=== DATA ===

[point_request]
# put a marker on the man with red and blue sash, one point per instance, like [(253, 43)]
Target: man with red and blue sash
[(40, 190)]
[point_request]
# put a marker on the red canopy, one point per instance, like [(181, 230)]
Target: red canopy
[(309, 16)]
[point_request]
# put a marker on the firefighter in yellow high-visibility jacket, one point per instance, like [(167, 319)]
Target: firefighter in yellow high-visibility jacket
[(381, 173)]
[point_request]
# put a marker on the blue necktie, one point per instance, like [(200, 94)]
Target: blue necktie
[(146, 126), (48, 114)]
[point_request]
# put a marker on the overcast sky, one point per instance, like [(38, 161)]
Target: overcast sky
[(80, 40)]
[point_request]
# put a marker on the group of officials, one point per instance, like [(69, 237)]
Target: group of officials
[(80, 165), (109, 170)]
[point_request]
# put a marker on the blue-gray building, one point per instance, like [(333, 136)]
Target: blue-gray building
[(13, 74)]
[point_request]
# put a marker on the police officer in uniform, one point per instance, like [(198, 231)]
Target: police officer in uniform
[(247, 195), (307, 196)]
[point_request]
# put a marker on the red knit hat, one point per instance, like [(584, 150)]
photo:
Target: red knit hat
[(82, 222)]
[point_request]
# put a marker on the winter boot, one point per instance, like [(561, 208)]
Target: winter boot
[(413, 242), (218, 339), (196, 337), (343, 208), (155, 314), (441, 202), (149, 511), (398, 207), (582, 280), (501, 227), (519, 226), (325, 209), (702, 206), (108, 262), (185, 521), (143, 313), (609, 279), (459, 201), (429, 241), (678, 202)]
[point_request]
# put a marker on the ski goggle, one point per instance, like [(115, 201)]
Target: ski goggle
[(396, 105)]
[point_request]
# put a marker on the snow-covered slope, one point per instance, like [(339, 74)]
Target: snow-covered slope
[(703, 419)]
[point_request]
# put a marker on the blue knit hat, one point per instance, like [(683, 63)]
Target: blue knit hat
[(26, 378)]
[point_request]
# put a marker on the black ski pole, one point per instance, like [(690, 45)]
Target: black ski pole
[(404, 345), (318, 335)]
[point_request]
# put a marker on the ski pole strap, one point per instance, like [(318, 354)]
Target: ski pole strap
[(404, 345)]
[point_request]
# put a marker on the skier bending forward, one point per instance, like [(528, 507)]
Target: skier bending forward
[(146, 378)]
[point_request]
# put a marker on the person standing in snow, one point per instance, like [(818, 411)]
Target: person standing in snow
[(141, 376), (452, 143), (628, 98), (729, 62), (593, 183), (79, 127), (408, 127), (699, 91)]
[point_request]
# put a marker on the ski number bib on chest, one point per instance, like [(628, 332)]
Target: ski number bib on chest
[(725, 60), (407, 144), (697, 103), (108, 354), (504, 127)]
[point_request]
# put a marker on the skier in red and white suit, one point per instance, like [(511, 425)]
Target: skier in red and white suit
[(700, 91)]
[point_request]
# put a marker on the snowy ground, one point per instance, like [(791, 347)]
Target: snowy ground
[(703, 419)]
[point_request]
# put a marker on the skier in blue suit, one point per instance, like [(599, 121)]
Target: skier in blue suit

===

# EXERCISE BRIEF
Repeat the material above in full, exactly as it stands.

# SOLVED EXERCISE
[point_request]
# put a marker on the man with red and blue sash, one point per instance, like [(253, 43)]
Target: man with red and blue sash
[(40, 190)]
[point_request]
# put a marker on the red canopy, one point per instance, like [(181, 230)]
Target: red canopy
[(309, 16)]
[point_request]
# put a marker on the firefighter in yellow high-visibility jacket, one point per instance, like [(167, 319)]
Target: firefighter in yellow high-visibility jacket
[(381, 173)]
[point_request]
# put a marker on the blue necktie, one point per instance, like [(200, 94)]
Target: blue necktie
[(146, 126), (48, 114)]
[point_request]
# put a marker on the overcast sky, one point per instance, like [(38, 161)]
Target: overcast sky
[(80, 40)]
[point_request]
# put a marker on the group of officials, one point per instance, like [(69, 237)]
Target: group of officials
[(80, 165), (109, 170)]
[point_request]
# put a marker on the blue-gray building, one point per instance, like [(333, 136)]
Target: blue-gray building
[(13, 74)]
[point_request]
# put a marker on the police officer in uniform, one point per instance, like [(198, 231)]
Target: police officer in uniform
[(247, 195), (307, 196)]
[point_request]
# put a marker on the red knit hat, one point per instance, like [(584, 150)]
photo:
Target: red knit hat
[(82, 222)]
[point_request]
# put a marker on the winter boot, one point per instance, like [(561, 208)]
Target: winter boot
[(413, 242), (218, 339), (196, 337), (343, 208), (155, 314), (441, 202), (149, 511), (398, 207), (582, 280), (501, 227), (519, 226), (325, 209), (702, 206), (108, 262), (185, 521), (143, 313), (609, 279), (459, 201), (429, 241), (678, 202)]
[point_request]
# put a marker on the ski goggle, one point per instance, like [(115, 201)]
Target: ski goggle
[(396, 105)]
[point_request]
# put a marker on the snow-covered slope, one point per instance, like [(339, 74)]
Target: snow-covered slope
[(703, 419)]
[point_request]
# put a marker on the blue knit hat, one point per instance, like [(683, 63)]
Target: blue knit hat
[(26, 378)]
[point_request]
# put a marker on the black ski pole, one point per instance, like [(690, 45)]
Target: black ski pole
[(404, 345), (318, 335)]
[point_request]
# put a marker on the ski pole strap, one point per instance, like [(318, 354)]
Target: ski pole strap
[(404, 345)]
[point_request]
# put a marker on the skier bending forward, one point per instance, like [(528, 507)]
Target: skier bending forward
[(146, 378)]
[point_request]
# put a marker on the person standing in snow, one point per instance, like [(818, 411)]
Target: person standing in snow
[(141, 376), (452, 143), (628, 98), (729, 62), (593, 183), (79, 127), (408, 127), (699, 91)]
[point_request]
# put a marker on the ski number bib on chest, one point per instance, like [(628, 332)]
Target: ski number bib on chest
[(725, 60), (407, 144), (697, 103), (108, 354), (504, 127)]
[point_request]
# put a marker on the skier in red and white suit, one point per instance, like [(511, 425)]
Target: skier in red and white suit
[(700, 91)]
[point_request]
# put a marker on the snowy ground, one point per instance, like [(791, 347)]
Target: snowy ground
[(703, 419)]
[point_request]
# put a marker on the skier in blue suit, one point per instance, like [(599, 121)]
Target: skier in blue suit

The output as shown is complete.